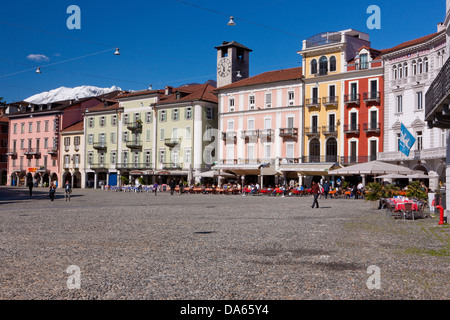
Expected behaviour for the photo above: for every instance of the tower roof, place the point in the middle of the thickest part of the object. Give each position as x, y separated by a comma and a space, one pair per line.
227, 44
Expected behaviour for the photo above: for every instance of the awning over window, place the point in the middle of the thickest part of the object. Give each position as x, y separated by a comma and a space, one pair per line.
247, 169
308, 169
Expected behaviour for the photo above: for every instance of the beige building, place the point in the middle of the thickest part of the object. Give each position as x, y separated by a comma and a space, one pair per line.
72, 155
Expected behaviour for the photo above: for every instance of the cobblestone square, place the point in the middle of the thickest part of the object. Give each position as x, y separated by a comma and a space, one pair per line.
142, 246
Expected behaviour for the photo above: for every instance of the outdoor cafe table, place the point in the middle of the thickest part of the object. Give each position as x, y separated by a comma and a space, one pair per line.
400, 204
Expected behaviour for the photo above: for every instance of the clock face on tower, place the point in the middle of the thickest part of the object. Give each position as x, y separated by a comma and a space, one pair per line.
224, 67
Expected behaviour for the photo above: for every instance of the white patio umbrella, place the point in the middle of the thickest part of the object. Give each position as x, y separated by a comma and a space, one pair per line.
215, 173
372, 168
392, 176
418, 176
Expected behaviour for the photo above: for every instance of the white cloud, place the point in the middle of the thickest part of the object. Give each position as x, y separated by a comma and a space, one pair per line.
38, 57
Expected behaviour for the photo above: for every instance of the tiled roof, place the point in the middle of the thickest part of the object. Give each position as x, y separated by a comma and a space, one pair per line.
267, 77
194, 92
411, 43
102, 107
79, 126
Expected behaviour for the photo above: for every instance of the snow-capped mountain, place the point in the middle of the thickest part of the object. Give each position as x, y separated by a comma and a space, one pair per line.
63, 93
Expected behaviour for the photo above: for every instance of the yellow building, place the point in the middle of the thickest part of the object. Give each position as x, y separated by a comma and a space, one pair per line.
325, 58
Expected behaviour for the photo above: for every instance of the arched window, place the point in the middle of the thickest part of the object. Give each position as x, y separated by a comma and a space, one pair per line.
314, 66
414, 66
314, 150
323, 65
332, 64
331, 150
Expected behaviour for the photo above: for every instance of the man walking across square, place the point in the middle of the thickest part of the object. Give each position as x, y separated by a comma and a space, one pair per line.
316, 191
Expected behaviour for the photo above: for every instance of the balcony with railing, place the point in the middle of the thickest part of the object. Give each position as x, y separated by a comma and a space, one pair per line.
229, 135
289, 132
330, 101
135, 125
31, 152
134, 144
98, 166
374, 127
172, 166
312, 131
52, 150
249, 134
353, 99
374, 96
100, 145
171, 142
312, 103
437, 99
320, 159
352, 128
266, 133
329, 130
12, 153
134, 166
351, 160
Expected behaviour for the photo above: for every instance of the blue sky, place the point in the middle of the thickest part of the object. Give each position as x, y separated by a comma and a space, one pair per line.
172, 43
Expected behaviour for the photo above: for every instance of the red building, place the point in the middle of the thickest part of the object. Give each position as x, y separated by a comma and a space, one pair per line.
363, 107
4, 125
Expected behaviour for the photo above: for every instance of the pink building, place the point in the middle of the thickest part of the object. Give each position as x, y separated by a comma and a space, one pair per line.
261, 123
34, 139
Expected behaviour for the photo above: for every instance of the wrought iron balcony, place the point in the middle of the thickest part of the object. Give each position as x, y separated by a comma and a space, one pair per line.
172, 166
289, 132
352, 98
100, 145
374, 127
229, 135
266, 133
312, 103
437, 100
330, 101
352, 128
134, 126
31, 152
329, 130
350, 160
98, 166
52, 150
134, 144
374, 96
12, 153
313, 131
320, 159
171, 142
250, 134
135, 166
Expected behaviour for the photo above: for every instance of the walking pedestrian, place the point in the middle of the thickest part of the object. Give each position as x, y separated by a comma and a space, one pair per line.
30, 186
52, 191
155, 188
172, 187
316, 191
326, 188
67, 190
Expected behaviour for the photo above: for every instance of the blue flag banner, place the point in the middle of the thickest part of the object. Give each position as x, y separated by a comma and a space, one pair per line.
407, 141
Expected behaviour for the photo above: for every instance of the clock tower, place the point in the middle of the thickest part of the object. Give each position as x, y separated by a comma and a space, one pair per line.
232, 63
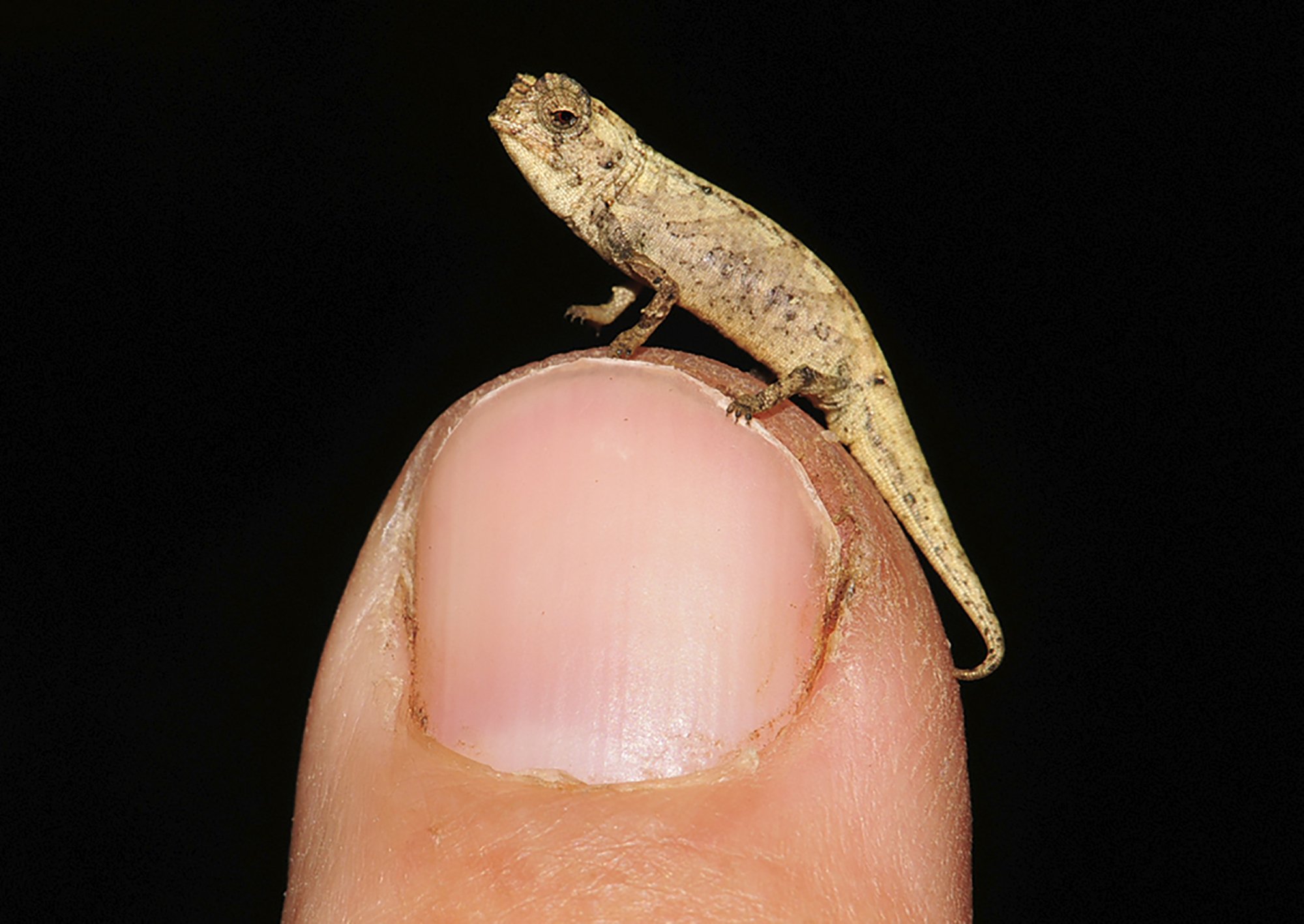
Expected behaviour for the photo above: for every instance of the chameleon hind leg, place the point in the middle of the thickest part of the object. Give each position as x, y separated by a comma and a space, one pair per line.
803, 380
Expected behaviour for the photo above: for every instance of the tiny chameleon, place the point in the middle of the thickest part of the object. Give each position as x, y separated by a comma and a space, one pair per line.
698, 247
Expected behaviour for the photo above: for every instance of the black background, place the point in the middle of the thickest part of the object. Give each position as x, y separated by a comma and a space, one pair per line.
251, 254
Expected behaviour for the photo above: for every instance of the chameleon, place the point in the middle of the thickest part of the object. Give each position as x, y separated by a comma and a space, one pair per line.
698, 247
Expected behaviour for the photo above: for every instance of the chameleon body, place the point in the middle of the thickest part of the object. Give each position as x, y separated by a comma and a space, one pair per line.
740, 272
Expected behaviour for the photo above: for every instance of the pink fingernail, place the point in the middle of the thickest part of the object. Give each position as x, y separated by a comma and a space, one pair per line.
615, 580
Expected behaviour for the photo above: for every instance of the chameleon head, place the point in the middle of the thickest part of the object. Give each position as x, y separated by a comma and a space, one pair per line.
565, 143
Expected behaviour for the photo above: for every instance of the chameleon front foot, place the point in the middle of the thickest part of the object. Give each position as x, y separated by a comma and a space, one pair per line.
599, 316
803, 379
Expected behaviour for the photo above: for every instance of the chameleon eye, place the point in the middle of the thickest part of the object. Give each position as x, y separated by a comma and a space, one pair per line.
565, 106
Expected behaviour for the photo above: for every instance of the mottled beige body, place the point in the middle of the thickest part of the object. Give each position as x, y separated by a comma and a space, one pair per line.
740, 272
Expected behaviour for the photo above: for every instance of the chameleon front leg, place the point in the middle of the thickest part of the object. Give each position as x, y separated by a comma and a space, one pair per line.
654, 312
599, 316
803, 380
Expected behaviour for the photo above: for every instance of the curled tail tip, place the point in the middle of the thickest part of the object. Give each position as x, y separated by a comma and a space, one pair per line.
990, 663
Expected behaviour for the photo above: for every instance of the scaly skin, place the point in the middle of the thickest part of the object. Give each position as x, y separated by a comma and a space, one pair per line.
740, 272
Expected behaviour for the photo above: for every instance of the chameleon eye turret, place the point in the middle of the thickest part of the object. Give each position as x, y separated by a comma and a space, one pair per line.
698, 247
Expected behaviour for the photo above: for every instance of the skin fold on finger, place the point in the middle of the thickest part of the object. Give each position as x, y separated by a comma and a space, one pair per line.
856, 811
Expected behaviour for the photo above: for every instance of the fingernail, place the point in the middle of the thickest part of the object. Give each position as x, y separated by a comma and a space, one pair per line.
615, 580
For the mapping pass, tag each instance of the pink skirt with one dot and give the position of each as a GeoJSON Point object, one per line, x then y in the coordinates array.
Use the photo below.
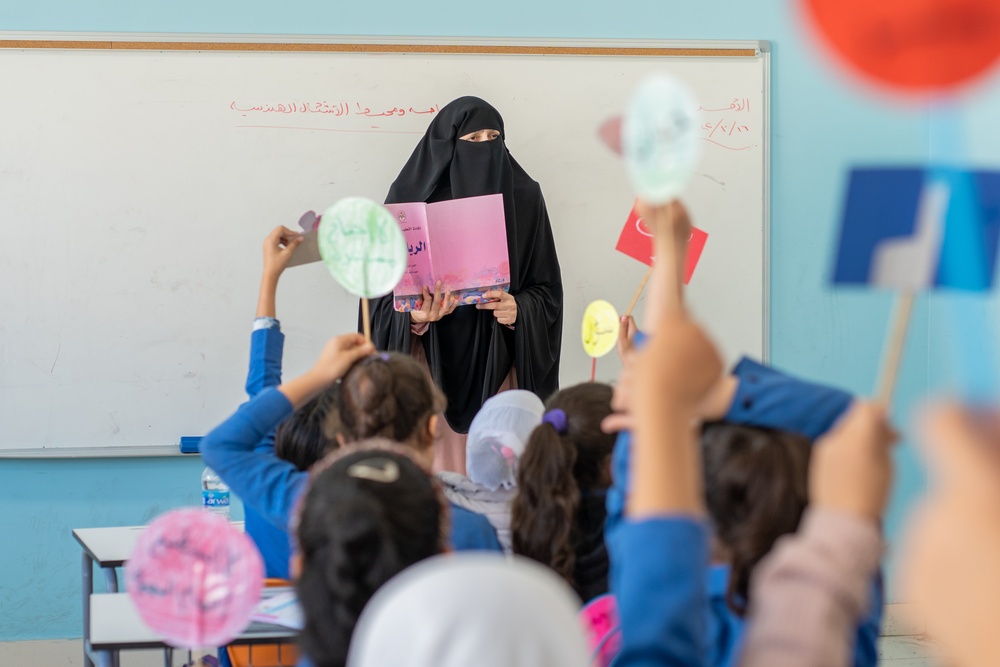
{"type": "Point", "coordinates": [449, 447]}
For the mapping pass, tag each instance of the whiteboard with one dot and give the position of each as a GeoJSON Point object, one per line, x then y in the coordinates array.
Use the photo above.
{"type": "Point", "coordinates": [136, 187]}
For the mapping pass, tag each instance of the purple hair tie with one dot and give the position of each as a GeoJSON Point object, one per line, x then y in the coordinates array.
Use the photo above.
{"type": "Point", "coordinates": [557, 418]}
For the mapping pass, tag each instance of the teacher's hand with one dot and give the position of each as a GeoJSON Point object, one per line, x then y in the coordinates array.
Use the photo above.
{"type": "Point", "coordinates": [434, 306]}
{"type": "Point", "coordinates": [504, 306]}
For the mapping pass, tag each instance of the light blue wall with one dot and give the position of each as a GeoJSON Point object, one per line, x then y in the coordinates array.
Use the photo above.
{"type": "Point", "coordinates": [821, 124]}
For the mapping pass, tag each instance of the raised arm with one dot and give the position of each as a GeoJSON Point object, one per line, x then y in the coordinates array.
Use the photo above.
{"type": "Point", "coordinates": [661, 548]}
{"type": "Point", "coordinates": [267, 341]}
{"type": "Point", "coordinates": [811, 590]}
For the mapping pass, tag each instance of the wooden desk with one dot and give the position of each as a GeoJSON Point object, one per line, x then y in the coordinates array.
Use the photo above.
{"type": "Point", "coordinates": [109, 548]}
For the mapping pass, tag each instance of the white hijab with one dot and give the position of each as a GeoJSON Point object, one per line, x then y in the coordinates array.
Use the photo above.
{"type": "Point", "coordinates": [464, 609]}
{"type": "Point", "coordinates": [498, 436]}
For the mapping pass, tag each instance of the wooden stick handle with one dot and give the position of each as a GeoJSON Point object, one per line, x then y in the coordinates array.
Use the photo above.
{"type": "Point", "coordinates": [366, 320]}
{"type": "Point", "coordinates": [893, 353]}
{"type": "Point", "coordinates": [638, 292]}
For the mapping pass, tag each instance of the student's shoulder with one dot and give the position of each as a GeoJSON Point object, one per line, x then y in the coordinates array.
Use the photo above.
{"type": "Point", "coordinates": [470, 530]}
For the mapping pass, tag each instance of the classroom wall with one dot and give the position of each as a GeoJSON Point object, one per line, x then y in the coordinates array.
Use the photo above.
{"type": "Point", "coordinates": [820, 125]}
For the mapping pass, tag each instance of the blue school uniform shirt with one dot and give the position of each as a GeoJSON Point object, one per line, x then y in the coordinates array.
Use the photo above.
{"type": "Point", "coordinates": [266, 348]}
{"type": "Point", "coordinates": [270, 487]}
{"type": "Point", "coordinates": [764, 398]}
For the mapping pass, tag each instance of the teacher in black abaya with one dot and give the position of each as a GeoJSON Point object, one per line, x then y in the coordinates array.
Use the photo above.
{"type": "Point", "coordinates": [475, 351]}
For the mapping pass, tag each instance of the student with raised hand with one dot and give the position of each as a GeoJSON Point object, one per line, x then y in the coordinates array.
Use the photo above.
{"type": "Point", "coordinates": [497, 438]}
{"type": "Point", "coordinates": [809, 593]}
{"type": "Point", "coordinates": [387, 395]}
{"type": "Point", "coordinates": [660, 549]}
{"type": "Point", "coordinates": [384, 396]}
{"type": "Point", "coordinates": [782, 414]}
{"type": "Point", "coordinates": [301, 438]}
{"type": "Point", "coordinates": [371, 510]}
{"type": "Point", "coordinates": [952, 547]}
{"type": "Point", "coordinates": [559, 513]}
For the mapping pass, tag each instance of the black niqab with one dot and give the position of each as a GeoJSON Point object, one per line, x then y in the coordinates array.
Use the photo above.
{"type": "Point", "coordinates": [469, 353]}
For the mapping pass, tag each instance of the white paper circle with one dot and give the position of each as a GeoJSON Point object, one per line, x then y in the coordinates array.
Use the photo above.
{"type": "Point", "coordinates": [659, 138]}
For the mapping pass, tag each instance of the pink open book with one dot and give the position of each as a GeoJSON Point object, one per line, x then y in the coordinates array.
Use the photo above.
{"type": "Point", "coordinates": [461, 242]}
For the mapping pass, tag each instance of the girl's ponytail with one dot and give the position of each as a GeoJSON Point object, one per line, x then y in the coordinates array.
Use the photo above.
{"type": "Point", "coordinates": [547, 499]}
==============================
> Task description
Where a line of the entries contains "teacher", report that line.

> Result of the exercise
For the mapping pass, tag each instance of the teacher's hand with one dot and give the position of each as a GeoJSON Point object, one per line, x then y in the coordinates array.
For the mapping pass, tag each instance of the teacher in black abaya with one dot and give the position of each as a GeoJSON Point object, one per line, x then y in the coordinates array.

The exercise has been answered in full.